Malgré son " bavardage ", la petite fille demeure insaisissable. Même si elle se dévoile parfois dans les rêves de la femme. Elle est mystérieuse. Elle-même ne sait pas vraiment qui elle est et ce qu'elle fait, ni quelles formes sont les siennes. Ce qu'elle sait, c'est ce qu'elle désire. Ce qu'elle appelle du fond de sa révolte enfantine, c'est l'amour. L'amour de l'adulte avec qui elle parle.

" Je ne sais pas qui je suis, dit l'enfant. Il faut m'aimer. Si vous ne m'aimez pas, pourquoi me laisser sur votre seuil ? Vous êtes dans l'autre monde, vous n'avez pas besoin de moi, je n'ai pas demandé à me tenir sur votre seuil, je m'y suis retrouvée sans comprendre. "

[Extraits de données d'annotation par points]
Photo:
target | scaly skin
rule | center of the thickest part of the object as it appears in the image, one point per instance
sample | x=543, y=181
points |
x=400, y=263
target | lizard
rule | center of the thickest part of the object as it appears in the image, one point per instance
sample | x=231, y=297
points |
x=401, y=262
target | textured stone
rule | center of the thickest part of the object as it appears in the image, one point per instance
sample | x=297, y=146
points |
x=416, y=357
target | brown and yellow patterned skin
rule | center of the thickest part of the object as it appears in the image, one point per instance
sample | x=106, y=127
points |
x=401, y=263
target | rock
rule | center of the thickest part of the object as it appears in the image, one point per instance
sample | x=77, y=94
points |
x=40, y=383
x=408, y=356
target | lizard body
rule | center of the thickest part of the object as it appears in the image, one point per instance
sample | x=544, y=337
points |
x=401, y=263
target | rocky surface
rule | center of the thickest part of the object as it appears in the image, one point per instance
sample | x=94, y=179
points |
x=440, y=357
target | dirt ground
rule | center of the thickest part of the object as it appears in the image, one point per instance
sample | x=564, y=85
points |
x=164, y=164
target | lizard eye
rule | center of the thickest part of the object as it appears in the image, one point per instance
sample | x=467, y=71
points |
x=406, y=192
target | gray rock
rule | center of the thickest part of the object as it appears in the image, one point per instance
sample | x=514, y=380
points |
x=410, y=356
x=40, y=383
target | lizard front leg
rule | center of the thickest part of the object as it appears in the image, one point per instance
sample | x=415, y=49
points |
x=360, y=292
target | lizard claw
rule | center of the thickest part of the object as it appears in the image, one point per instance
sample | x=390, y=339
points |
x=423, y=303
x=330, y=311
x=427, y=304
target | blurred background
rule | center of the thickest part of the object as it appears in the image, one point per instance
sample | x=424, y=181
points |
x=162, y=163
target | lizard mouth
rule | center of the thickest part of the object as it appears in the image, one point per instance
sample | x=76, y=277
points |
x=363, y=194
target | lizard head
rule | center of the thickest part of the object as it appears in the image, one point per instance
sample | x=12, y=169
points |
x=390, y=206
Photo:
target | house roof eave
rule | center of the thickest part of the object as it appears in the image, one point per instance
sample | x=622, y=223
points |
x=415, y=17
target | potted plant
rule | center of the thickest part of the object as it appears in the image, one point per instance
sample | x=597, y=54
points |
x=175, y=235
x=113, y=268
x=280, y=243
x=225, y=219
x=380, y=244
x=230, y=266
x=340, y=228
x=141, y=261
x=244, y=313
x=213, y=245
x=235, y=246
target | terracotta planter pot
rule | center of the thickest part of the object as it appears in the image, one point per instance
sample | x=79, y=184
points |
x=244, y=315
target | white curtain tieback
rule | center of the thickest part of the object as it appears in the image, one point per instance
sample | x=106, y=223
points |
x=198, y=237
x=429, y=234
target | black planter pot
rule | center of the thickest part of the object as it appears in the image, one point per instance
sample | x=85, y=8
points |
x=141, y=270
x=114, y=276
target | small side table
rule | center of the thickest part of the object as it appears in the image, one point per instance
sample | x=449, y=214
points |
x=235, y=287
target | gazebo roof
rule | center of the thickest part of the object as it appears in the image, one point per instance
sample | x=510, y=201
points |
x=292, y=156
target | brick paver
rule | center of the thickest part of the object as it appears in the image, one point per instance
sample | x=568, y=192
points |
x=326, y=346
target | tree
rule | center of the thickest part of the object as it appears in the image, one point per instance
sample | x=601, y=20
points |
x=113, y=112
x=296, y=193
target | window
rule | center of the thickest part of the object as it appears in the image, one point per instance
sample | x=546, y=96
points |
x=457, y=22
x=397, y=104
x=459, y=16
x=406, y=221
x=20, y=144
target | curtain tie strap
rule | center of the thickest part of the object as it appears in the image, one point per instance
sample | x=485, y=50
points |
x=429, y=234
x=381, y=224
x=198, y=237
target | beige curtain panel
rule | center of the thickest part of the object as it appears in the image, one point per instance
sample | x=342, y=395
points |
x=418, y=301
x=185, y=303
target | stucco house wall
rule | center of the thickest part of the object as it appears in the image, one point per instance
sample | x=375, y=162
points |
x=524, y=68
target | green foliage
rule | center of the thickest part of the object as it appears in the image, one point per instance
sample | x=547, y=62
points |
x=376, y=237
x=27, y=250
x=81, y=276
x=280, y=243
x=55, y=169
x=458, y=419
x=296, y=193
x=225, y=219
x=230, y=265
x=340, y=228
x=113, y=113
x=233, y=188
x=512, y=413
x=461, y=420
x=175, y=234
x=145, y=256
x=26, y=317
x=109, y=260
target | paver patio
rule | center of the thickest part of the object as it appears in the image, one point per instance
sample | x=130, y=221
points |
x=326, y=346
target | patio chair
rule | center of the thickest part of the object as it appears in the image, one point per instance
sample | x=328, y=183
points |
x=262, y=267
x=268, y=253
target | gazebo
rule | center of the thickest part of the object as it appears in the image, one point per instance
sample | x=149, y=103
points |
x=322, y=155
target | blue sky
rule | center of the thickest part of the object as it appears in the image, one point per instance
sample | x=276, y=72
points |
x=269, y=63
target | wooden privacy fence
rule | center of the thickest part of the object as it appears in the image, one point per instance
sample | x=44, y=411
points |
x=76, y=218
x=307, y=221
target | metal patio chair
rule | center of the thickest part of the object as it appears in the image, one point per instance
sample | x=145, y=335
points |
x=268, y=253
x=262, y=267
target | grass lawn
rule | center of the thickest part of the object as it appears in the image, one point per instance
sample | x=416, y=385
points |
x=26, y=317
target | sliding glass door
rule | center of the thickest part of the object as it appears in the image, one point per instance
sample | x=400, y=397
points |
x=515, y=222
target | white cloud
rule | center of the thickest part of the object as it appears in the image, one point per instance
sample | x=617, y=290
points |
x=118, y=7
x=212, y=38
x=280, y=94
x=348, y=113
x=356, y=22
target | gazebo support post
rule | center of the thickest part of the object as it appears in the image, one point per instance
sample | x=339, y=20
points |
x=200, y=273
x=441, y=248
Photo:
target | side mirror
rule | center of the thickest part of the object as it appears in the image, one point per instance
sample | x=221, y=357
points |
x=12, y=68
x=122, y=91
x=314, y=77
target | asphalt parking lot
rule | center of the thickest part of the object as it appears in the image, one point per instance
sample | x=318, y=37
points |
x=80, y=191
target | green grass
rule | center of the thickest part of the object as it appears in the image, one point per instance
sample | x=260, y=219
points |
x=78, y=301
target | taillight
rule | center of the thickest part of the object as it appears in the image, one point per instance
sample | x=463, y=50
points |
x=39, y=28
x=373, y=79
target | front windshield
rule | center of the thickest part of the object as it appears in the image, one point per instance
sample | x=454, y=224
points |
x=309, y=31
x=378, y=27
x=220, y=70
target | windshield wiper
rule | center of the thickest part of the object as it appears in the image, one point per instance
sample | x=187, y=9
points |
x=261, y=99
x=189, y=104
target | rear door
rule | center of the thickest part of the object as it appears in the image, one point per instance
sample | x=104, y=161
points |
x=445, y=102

• EXERCICES:
1 - D'après le premier paragraphe de l'extrait, quelles sont les choses que la petite fille ne sait pas vraiment ?
2 - Recopiez, parmi les lignes de données, le passage qui s'ouvre sur la ligne contenant « target | blue sky » et se ferme sur la ligne contenant « x=356, y=22 », ces deux lignes comprises.
Les lignes n'ont aucun rapport avec l'extrait.

• CORRIGÉ:
1 - Qui elle est ; ce qu'elle fait ; quelles formes sont les siennes.

2 -
target | blue sky
rule | center of the thickest part of the object as it appears in the image, one point per instance
sample | x=276, y=72
points |
x=269, y=63
target | wooden privacy fence
rule | center of the thickest part of the object as it appears in the image, one point per instance
sample | x=44, y=411
points |
x=76, y=218
x=307, y=221
target | metal patio chair
rule | center of the thickest part of the object as it appears in the image, one point per instance
sample | x=145, y=335
points |
x=268, y=253
x=262, y=267
target | grass lawn
rule | center of the thickest part of the object as it appears in the image, one point per instance
sample | x=416, y=385
points |
x=26, y=317
target | sliding glass door
rule | center of the thickest part of the object as it appears in the image, one point per instance
sample | x=400, y=397
points |
x=515, y=222
target | white cloud
rule | center of the thickest part of the object as it appears in the image, one point per instance
sample | x=617, y=290
points |
x=118, y=7
x=212, y=38
x=280, y=94
x=348, y=113
x=356, y=22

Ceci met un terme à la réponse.